### REQUIRED WORK:
Copy the message below about database write load from "Yes, that's exactly" to "be a need) .", and switch "server crash" to "power failure".

### EXTRACT TO READ:
-----
Yes, that's exactly what's happening and I understand the issue with
fsync in these cases. But I see no workaround about this as the data is
ingested one-by-one (sent by collectd) and a db function handles it (it
has to do lookup and set state in a different table based on the
incoming value).

I feel like ANYTHING would be better than this. Even risking loosing
_some_ of the latest data in case of a server crash (if it crashes we
lose data anyways until restart, ofc we could have HA I know and we will
when there'll be a need) .

Around 100 times the write need for wall than the useful data! That's
insane. This is actually endangering the whole project we've been
working on for the last 1.5 years and I face this issue after 100k
devices have been added for a client. So I'm between a rock and a hard
place :(

Ye, I think this is called "experience", but I must be honest, I was
not expecting this at all :(

However, collectd's plugin does have an option to increase commit
interval, but that kept the records locked and it caused strange issues,
that's why I disabled it. I tried now to add that setting back and it
does ease the situation somewhat with write spikes on commit.
-----
### GIVEN INFORMATION:
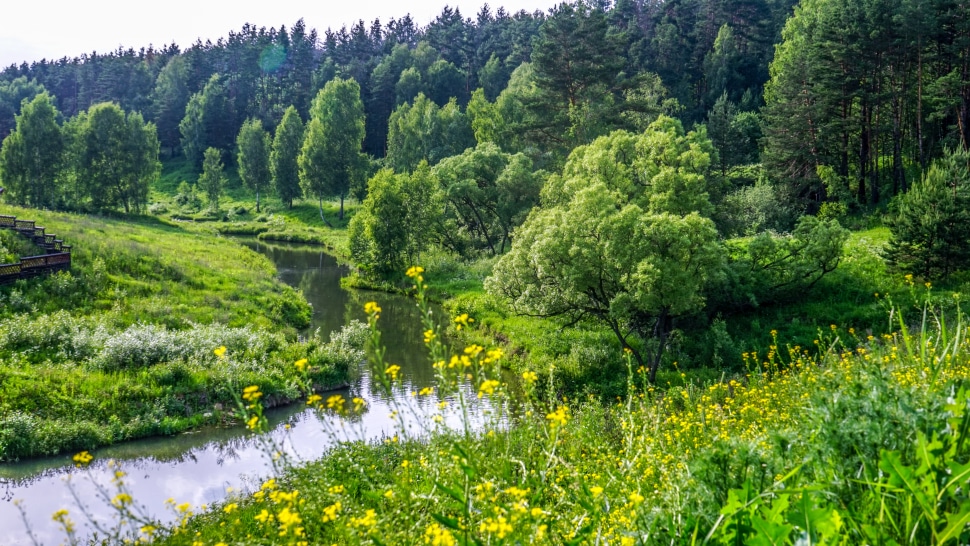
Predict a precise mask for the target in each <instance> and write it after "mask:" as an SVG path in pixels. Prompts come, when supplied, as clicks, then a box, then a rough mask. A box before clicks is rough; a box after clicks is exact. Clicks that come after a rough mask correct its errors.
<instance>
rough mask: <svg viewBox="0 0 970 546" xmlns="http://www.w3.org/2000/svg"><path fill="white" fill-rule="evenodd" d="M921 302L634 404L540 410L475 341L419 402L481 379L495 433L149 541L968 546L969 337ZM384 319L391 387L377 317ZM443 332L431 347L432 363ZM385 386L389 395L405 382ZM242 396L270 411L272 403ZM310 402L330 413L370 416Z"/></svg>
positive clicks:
-----
### RESPONSE TO THE EXERCISE:
Yes, that's exactly what's happening and I understand the issue with
fsync in these cases. But I see no workaround about this as the data is
ingested one-by-one (sent by collectd) and a db function handles it (it
has to do lookup and set state in a different table based on the
incoming value).

I feel like ANYTHING would be better than this. Even risking loosing
_some_ of the latest data in case of a power failure (if it crashes we
lose data anyways until restart, ofc we could have HA I know and we will
when there'll be a need) .